▸ **EXPLORE O MATERIAL**:
1. Relacione os medicamentos cujo Preço Máximo de Venda ao Governo por comprimido aparece no texto sobre a regulação de preços de medicamentos, indicando o valor de cada um.
2. Com base no texto sobre a regulação de preços de medicamentos, diga se cada afirmação está de acordo com ele e cite as palavras que justificam a resposta.
(a) Os Estados Unidos, assim como o Brasil, têm uma política de regulação de preços de medicamentos.
(b) Os tetos de preço mencionados para compras públicas referem-se a 2021.
(c) Os preços mais altos pagos pelo Estado brasileiro superam os limites fixados pela CMED.
3. Prossiga o texto sobre a regulação de preços de medicamentos a partir do ponto em que ele termina.

▸ **TEXTO PARA ANÁLISE**:
>>>
Contudo, diferentemente dos Estados Unidos, há, no Brasil, uma política de regulação de preços de medicamentos e um teto de preços estabelecido pela Câmara de Regulação do Mercado de Medicamentos, a CMED. Diante disso, uma importante questão é levantada: como é possível, então, que os preços dos medicamentos que contêm o sofosbuvir possam ser tão altos e possam variar tanto no mercado brasileiro?

Uma pista para responder a essa questão pode ser encontrada ao se verificar o teto de preços mais baixo estabelecido pela CMED para compras públicas desses medicamentos em 2021, isto é, os Preços Máximos de Venda ao Governo (PMVG) por comprimido, isentos de ICMS, do Epclusa (R$ 764,47), do Harvoni (R$ 1.597,24) e do Sovaldi (R$ 1.729,30). Os tetos de preço podem ser considerados tão elevados que nem mesmo os preços mais altos pagos pelo Estado brasileiro por cada um desses medicamentos – embora possam ser considerados excessivos – ultrapassam os limites de preços fixados pela CMED.
<<<
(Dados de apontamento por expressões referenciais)
>>>
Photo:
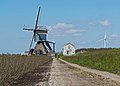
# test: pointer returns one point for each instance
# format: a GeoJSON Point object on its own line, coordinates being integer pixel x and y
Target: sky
{"type": "Point", "coordinates": [80, 22]}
<<<
▸ **PROBLEMAS RESOLVIDOS**:
1.
Epclusa: R$ 764,47
Harvoni: R$ 1.597,24
Sovaldi: R$ 1.729,30

2.
(a) Não. O texto diz: “diferentemente dos Estados Unidos, há, no Brasil, uma política de regulação de preços de medicamentos”.
(b) Sim. O texto diz: “para compras públicas desses medicamentos em 2021”.
(c) Não. O texto diz: “nem mesmo os preços mais altos pagos pelo Estado brasileiro por cada um desses medicamentos – embora possam ser considerados excessivos – ultrapassam os limites de preços fixados pela CMED”.

3.
Nesse sentido, no caso dos medicamentos da Gilead que possuem o sofosbuvir como princípio ativo, os preços máximos estabelecidos pela CMED são tão elevados que não são capazes de impedir a fixação e nem a variação exorbitante de preços pela indústria farmacêutica, configurando-se como uma política pública inefetiva para barrar abusos mercadológicos e auxiliar na garantia da assistência farmacêutica e, portanto, incapaz de alcançar os seus propósitos iniciais estabelecidos por lei.

Assim, embora seja verdade que no Brasil exista uma política de controle de preços de medicamentos e que ela possa ser considerada historicamente um avanço regulatório, dada a sua inefetividade prática, ela não tem se mostrado capaz de limitar o exercício abusivo dos detentores de monopólios sobre medicamentos e nem de ampliar o acesso da população aos tratamentos que utilizam o sofosbuvir.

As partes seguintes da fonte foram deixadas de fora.